### Task to carry out
Rewrite the entries below from the line that contains "the green leaf?" through the line that contains "146 177 L 146", keeping the requests and adding 73 to every coordinate in the answers. Include both of those lines and nothing outside them.

### Provided records
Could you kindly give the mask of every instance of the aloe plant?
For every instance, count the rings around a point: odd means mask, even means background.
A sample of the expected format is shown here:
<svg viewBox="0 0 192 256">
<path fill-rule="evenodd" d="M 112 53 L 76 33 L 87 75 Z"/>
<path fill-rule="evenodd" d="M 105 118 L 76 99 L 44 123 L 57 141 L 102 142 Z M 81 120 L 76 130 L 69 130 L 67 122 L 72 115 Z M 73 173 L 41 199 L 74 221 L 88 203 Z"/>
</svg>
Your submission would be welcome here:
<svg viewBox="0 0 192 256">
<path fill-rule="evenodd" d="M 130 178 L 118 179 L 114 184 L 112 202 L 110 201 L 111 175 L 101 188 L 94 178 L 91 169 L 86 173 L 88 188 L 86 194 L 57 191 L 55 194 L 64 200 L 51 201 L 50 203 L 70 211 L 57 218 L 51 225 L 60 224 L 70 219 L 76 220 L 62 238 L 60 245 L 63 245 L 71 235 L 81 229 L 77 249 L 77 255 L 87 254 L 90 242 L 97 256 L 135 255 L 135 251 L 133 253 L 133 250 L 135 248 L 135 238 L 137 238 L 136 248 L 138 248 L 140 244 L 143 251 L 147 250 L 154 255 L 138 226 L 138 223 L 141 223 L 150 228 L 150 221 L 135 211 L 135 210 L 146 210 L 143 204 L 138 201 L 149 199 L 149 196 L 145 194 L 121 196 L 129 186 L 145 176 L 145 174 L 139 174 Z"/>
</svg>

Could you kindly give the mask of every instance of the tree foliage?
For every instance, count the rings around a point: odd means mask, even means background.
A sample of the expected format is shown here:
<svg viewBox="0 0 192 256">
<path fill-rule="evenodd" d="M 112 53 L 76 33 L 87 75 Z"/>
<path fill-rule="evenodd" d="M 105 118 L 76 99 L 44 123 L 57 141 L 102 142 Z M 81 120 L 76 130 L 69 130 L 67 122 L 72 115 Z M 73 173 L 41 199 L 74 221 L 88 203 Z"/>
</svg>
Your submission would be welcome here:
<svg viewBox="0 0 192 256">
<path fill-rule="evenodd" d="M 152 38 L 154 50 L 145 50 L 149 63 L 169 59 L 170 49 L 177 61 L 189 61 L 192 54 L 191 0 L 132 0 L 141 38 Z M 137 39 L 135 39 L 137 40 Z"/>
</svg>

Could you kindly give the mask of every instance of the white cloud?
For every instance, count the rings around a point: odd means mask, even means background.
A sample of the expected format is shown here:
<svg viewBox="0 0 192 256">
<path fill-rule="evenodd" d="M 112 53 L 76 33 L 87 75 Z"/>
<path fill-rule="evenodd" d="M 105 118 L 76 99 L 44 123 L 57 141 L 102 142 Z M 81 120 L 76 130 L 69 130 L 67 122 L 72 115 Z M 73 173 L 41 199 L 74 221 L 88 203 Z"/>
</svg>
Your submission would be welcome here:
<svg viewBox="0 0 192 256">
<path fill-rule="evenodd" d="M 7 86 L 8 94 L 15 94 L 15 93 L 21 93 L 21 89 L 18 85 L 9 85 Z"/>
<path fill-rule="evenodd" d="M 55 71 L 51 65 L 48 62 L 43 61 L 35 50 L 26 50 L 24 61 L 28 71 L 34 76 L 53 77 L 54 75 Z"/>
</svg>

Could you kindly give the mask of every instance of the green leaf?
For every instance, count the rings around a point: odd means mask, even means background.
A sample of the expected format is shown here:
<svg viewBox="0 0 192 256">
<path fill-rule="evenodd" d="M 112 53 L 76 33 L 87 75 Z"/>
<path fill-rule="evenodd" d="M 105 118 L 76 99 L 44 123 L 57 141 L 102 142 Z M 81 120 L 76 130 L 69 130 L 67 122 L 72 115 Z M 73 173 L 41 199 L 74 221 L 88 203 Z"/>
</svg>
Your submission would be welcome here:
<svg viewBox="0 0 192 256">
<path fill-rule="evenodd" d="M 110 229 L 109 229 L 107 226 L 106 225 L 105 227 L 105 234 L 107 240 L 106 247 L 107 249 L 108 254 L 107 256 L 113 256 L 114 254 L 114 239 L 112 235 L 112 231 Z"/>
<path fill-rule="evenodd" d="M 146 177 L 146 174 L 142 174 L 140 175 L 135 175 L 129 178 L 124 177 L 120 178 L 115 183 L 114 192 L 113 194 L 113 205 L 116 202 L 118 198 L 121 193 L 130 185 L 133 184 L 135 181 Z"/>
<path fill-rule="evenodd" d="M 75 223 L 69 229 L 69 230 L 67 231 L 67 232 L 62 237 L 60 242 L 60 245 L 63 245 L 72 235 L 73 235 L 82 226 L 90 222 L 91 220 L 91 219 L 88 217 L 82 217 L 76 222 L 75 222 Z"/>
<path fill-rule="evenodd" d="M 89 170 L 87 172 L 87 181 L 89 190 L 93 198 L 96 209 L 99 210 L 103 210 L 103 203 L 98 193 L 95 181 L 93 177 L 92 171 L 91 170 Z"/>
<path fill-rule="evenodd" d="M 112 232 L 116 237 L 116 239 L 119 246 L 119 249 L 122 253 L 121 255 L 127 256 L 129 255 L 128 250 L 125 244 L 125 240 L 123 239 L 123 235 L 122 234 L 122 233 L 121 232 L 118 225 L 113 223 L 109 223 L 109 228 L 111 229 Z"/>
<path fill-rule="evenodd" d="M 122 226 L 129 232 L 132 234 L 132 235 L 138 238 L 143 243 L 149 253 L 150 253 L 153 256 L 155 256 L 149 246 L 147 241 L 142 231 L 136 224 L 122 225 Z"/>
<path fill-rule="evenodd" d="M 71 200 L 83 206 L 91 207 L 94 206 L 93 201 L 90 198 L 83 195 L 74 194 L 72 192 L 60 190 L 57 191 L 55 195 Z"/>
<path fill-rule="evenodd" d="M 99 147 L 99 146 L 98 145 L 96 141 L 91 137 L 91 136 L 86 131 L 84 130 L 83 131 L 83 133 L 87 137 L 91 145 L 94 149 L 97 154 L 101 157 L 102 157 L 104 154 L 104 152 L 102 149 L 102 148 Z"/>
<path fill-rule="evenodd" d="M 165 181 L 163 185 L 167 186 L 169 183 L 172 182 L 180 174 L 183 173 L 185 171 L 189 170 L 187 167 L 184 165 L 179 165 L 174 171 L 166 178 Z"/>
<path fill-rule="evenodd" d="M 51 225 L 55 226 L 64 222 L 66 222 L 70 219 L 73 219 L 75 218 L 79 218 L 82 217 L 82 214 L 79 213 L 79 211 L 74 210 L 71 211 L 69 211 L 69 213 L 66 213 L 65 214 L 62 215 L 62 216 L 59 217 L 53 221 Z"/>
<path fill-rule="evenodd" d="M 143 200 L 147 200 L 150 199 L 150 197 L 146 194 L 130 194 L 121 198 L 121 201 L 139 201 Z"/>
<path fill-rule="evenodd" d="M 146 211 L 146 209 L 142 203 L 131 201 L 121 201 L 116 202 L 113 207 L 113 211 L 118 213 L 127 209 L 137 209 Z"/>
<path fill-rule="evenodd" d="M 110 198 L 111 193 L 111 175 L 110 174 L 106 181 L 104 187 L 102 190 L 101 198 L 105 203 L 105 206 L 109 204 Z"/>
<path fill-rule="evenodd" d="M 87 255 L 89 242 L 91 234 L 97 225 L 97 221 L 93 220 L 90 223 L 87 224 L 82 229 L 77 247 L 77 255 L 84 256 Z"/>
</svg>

### Written solution
Could you kindly give the mask of every instance of the green leaf?
For every instance, count the rings around a point: odd means mask, even means background.
A sample of the expected format is shown here:
<svg viewBox="0 0 192 256">
<path fill-rule="evenodd" d="M 112 53 L 76 33 L 87 75 Z"/>
<path fill-rule="evenodd" d="M 105 118 L 76 99 L 44 123 L 57 141 L 102 142 Z M 81 120 L 76 130 L 69 130 L 67 122 L 72 115 Z M 73 173 L 41 199 L 74 221 L 88 203 Z"/>
</svg>
Your submission would be welcome here:
<svg viewBox="73 73 265 329">
<path fill-rule="evenodd" d="M 183 302 L 182 302 L 180 299 L 179 298 L 178 300 L 178 307 L 180 313 L 179 320 L 180 322 L 181 327 L 180 329 L 186 329 L 187 327 L 187 312 L 185 308 L 185 304 Z"/>
<path fill-rule="evenodd" d="M 219 250 L 219 247 L 215 247 L 213 248 L 208 248 L 202 251 L 197 250 L 193 251 L 188 256 L 187 265 L 186 267 L 186 278 L 189 275 L 191 271 L 194 266 L 203 258 L 206 257 L 208 254 Z"/>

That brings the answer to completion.